## JOB
Please retype, without any changes, the lines of the items below that run from the line containing "Reviewer note: confirm that each instance of the shadow" through the line containing "[(501, 314)]", both included.

══ RECORDED INFORMATION

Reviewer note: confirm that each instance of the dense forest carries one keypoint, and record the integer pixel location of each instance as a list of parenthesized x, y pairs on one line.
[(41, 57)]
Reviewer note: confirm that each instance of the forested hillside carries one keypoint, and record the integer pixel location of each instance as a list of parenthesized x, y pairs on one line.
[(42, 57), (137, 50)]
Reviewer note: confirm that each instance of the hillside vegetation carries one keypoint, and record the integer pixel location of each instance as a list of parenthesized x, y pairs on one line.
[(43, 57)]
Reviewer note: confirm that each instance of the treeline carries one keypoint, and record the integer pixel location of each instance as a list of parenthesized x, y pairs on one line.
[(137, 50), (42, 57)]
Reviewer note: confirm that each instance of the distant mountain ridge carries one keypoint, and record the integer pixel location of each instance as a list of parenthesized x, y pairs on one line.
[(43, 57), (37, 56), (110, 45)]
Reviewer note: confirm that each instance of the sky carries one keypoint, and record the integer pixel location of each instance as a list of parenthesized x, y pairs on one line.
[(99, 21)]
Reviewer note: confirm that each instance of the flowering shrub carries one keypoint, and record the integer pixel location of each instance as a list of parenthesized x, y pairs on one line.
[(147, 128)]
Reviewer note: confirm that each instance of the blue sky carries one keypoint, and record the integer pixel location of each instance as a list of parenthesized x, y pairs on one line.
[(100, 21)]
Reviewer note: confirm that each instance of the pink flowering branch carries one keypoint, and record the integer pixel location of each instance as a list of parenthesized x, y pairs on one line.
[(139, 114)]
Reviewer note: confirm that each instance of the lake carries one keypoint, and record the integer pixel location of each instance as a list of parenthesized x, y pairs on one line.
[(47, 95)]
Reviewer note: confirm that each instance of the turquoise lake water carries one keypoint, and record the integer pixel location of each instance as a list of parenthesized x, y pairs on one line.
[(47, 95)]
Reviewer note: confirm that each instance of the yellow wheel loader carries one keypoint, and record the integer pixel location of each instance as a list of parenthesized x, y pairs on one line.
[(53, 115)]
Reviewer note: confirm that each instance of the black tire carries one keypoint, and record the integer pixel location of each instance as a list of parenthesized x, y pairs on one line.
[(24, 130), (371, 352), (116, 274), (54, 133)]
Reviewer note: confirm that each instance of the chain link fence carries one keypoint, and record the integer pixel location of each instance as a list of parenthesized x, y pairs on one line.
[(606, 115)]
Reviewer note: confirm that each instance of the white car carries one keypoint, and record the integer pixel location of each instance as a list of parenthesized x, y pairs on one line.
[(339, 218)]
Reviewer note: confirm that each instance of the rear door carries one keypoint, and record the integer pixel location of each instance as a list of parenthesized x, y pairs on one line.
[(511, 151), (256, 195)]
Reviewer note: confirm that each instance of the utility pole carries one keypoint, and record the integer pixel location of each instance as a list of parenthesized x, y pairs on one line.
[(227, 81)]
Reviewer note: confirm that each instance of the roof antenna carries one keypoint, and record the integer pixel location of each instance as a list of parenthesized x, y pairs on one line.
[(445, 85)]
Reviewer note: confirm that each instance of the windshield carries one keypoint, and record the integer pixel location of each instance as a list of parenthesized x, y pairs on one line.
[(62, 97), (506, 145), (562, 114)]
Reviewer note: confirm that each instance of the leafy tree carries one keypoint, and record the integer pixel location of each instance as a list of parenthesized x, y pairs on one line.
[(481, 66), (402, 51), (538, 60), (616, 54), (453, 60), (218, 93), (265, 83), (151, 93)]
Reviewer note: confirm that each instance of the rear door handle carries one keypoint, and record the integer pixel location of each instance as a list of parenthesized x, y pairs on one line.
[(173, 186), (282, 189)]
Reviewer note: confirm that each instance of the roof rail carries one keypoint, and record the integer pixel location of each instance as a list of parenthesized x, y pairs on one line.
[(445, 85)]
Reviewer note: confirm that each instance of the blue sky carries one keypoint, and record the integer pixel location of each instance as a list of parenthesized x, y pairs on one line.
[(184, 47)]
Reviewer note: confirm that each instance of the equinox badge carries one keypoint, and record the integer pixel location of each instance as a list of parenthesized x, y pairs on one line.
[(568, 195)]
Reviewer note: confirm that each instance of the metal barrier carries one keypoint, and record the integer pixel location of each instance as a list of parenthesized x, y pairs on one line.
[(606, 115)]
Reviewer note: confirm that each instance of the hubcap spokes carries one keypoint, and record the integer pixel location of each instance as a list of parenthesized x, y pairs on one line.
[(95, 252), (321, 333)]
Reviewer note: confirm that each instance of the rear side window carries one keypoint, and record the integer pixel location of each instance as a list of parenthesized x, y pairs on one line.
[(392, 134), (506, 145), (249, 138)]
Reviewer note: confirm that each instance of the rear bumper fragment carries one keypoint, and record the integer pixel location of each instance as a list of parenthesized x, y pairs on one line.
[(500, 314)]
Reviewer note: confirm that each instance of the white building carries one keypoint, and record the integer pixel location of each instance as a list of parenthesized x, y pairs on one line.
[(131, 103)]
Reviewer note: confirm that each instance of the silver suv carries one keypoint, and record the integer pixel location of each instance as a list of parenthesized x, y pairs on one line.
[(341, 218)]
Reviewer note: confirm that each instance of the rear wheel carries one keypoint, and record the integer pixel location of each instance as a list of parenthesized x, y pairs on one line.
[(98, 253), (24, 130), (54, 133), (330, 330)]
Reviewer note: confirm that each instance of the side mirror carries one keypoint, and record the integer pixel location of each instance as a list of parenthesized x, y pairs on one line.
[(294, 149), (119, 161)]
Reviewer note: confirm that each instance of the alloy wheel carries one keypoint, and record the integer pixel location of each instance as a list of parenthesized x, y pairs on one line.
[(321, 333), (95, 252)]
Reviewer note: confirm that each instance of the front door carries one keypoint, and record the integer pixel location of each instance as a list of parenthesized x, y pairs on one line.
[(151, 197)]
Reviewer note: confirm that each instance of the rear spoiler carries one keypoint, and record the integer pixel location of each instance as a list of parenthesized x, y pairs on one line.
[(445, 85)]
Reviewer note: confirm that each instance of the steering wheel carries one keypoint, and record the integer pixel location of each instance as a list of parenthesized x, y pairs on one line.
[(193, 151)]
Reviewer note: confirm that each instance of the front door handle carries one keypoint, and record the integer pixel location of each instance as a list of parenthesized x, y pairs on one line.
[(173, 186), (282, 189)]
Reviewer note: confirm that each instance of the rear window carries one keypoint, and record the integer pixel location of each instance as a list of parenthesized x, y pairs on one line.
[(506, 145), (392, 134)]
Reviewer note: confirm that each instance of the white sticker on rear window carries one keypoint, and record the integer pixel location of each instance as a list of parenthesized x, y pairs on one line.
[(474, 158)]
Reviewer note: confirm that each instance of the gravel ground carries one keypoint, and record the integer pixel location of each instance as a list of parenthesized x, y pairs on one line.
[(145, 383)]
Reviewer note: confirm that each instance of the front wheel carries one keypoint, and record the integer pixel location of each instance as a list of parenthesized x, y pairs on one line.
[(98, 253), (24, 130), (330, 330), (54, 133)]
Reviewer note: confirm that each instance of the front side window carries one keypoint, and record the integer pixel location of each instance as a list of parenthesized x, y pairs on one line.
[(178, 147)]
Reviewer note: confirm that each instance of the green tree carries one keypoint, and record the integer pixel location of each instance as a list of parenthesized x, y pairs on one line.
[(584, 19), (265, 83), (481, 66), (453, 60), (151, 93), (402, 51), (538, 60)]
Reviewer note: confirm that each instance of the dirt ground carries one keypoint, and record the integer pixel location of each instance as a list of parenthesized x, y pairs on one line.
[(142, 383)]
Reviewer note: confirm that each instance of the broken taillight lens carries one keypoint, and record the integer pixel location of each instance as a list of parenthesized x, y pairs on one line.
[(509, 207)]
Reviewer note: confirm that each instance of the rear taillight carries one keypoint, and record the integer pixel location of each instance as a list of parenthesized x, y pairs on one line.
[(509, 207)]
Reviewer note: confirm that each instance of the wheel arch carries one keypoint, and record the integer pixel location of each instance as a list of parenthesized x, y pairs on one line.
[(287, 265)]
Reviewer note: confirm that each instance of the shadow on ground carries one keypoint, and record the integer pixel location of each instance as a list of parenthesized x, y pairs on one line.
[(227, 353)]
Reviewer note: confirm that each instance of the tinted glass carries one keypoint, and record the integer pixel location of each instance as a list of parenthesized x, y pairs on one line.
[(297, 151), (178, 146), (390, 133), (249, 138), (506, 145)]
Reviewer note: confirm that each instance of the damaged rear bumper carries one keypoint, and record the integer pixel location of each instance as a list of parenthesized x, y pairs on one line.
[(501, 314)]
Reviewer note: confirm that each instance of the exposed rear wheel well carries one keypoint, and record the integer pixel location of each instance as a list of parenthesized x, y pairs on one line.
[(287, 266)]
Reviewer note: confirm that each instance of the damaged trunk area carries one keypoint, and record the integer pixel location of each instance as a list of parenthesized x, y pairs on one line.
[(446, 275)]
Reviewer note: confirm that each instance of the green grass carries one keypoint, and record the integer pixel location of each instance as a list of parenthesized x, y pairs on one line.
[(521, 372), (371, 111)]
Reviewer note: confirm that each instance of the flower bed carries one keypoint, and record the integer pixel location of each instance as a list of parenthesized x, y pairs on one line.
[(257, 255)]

════

## ANSWER TO THIS TASK
Reviewer note: confirm that each instance of the shadow on ground carries one keypoint, and record the integer pixel location of each instance as a list of parenthesized x, y pairs on one line.
[(227, 353)]
Reviewer note: confirm that each instance of the tinted glass carries one keypoint, and record the integer pixel location of each instance as a list of parenthesized x, y pairs on one line.
[(297, 151), (178, 146), (390, 133), (249, 138), (506, 145)]
Reviewer note: confirm that each instance of the damaged rear bumper carries one keypoint, and record the integer pixel location of each instance as a list of parenthesized x, y pairs on one line.
[(501, 314)]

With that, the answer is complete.